(DIRECTIONS):
Extract from the material below every line that contains the string "moss", copying each line in full.

--------------------

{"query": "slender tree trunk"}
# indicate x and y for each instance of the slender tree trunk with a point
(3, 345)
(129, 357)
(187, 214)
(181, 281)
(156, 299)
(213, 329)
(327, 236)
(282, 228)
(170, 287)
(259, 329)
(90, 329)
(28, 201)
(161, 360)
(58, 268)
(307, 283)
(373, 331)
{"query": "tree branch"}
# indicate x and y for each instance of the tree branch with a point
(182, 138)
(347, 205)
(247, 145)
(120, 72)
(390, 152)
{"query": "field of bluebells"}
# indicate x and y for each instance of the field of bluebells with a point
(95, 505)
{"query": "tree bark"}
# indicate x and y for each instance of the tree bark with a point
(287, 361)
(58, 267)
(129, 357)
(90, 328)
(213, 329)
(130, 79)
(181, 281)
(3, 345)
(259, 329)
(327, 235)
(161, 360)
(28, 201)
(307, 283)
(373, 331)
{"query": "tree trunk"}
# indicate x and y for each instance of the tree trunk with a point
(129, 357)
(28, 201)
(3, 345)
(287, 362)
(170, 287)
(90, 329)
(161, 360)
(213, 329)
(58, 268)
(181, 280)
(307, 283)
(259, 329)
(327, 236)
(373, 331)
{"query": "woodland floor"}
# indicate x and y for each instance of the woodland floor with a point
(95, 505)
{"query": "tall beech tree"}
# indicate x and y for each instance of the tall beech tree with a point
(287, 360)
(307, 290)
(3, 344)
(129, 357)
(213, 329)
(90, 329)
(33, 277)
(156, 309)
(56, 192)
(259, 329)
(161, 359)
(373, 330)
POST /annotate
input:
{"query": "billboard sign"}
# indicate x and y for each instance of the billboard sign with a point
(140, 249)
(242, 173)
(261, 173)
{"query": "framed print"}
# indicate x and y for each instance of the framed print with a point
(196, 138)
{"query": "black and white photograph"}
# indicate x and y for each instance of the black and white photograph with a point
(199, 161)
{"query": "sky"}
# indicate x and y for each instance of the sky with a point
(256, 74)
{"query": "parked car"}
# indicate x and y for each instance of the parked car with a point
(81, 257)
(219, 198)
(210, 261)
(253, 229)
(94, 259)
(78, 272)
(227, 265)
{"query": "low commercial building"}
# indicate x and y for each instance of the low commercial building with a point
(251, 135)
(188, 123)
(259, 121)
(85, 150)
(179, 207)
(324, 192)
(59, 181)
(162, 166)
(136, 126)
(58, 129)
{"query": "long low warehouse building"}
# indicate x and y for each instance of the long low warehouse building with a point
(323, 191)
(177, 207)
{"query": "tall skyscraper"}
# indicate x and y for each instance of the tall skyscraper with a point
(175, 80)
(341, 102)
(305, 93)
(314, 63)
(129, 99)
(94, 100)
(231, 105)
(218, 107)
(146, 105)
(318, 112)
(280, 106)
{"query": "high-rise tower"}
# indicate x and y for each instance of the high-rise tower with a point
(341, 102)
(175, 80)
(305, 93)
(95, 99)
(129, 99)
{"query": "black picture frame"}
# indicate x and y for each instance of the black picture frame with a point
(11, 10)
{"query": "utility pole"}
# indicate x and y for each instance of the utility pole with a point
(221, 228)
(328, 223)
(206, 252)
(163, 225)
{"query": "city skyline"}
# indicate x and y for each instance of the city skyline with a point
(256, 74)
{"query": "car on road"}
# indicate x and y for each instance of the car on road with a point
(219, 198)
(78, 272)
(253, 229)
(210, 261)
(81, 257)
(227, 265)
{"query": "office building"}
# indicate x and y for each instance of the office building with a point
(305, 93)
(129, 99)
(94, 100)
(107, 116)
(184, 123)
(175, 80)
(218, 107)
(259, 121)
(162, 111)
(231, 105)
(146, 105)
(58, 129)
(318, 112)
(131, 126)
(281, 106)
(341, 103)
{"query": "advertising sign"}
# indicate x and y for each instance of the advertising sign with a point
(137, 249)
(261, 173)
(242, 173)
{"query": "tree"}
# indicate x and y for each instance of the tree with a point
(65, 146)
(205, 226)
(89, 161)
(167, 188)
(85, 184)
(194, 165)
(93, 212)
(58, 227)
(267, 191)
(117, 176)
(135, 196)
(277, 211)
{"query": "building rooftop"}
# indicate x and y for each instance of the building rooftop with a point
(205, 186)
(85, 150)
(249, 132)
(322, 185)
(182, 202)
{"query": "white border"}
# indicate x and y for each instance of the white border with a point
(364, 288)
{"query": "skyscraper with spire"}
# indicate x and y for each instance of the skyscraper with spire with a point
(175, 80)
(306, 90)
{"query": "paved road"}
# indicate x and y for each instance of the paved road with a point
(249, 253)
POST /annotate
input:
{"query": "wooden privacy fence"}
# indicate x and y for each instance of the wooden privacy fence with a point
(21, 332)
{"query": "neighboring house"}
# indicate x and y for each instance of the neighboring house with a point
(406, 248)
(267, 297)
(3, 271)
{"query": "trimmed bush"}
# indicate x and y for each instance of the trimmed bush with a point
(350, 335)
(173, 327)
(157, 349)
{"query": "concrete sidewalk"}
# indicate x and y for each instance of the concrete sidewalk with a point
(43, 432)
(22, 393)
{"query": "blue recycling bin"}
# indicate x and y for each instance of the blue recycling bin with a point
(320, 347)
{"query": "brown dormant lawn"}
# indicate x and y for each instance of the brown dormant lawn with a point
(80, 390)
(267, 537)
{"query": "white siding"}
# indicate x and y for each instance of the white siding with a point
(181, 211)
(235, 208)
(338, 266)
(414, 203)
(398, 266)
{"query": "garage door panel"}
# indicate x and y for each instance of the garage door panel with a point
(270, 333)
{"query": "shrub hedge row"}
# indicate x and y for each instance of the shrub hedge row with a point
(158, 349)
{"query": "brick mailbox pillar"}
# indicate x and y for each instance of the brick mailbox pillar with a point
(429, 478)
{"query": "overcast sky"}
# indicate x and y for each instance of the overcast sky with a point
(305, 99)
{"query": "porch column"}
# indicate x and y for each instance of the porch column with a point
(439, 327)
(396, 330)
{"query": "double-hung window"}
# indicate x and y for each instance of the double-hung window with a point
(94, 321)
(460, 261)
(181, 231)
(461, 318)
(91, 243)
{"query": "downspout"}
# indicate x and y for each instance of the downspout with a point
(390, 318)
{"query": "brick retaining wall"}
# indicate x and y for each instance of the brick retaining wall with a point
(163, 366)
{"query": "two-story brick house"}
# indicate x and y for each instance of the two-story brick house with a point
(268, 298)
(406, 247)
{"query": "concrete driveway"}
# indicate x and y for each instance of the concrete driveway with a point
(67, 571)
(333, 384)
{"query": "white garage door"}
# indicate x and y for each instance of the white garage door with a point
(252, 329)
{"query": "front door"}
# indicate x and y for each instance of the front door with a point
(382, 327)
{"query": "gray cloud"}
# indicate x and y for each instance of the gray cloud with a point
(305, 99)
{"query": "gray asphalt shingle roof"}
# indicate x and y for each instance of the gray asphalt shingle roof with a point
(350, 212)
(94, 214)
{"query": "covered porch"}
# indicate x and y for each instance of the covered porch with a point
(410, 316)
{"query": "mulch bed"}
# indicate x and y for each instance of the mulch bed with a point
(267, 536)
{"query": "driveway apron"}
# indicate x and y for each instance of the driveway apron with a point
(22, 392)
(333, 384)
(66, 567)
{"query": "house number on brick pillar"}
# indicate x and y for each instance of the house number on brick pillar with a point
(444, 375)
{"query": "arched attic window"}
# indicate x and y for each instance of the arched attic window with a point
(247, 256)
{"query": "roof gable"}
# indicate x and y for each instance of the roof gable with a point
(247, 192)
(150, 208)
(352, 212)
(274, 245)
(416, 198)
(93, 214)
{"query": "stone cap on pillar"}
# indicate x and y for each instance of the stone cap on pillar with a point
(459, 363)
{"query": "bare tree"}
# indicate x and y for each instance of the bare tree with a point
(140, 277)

--------------------

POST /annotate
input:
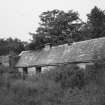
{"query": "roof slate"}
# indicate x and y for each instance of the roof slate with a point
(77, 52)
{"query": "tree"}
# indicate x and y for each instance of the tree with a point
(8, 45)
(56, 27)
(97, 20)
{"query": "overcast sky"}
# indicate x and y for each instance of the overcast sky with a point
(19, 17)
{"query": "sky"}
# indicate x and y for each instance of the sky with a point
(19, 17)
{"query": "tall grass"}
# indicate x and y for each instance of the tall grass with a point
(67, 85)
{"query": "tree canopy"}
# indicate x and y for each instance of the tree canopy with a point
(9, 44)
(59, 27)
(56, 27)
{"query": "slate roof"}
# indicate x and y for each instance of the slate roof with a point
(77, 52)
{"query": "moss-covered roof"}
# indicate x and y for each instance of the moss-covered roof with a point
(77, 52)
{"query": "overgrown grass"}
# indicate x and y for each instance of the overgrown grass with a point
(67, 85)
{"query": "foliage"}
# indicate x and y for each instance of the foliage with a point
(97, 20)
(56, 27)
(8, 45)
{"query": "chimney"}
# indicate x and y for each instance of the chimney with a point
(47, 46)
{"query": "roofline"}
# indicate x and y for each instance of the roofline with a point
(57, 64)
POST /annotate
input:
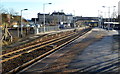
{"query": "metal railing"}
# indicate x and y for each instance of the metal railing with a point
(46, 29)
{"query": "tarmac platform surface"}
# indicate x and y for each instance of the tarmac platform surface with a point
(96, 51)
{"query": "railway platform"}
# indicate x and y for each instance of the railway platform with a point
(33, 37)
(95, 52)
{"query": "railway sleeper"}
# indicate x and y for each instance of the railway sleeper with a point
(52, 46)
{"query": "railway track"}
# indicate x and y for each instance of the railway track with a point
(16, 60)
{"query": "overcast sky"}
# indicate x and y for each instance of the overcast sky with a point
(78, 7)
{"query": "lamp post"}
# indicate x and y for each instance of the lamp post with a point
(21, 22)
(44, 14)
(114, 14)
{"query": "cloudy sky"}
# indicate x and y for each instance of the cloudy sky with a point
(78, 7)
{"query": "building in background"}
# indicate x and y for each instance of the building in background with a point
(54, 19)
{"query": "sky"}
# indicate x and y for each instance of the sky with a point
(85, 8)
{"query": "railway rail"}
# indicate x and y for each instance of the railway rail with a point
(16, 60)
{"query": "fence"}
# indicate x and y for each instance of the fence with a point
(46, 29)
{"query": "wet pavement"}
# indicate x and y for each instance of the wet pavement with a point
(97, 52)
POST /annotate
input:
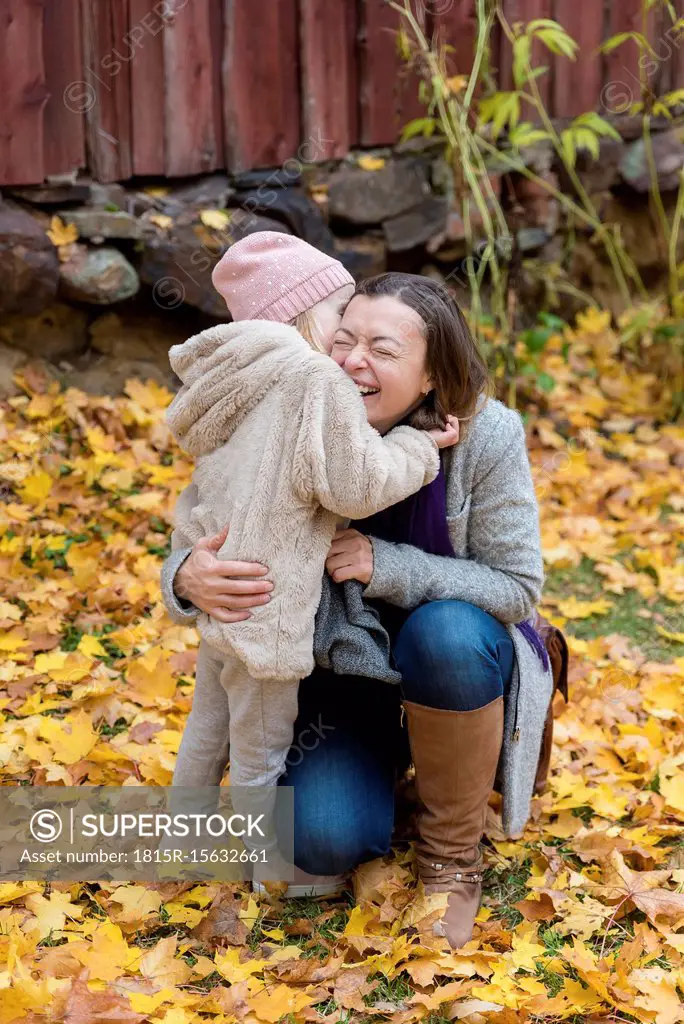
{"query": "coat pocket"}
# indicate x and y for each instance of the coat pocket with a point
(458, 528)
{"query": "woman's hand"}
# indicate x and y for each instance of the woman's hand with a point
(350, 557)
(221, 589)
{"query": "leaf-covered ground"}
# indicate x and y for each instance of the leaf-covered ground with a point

--------------------

(ANSWER TO THIS PROBLEM):
{"query": "moss-covered roof"}
# indicate x and y for each instance of the moss-covered roof with a point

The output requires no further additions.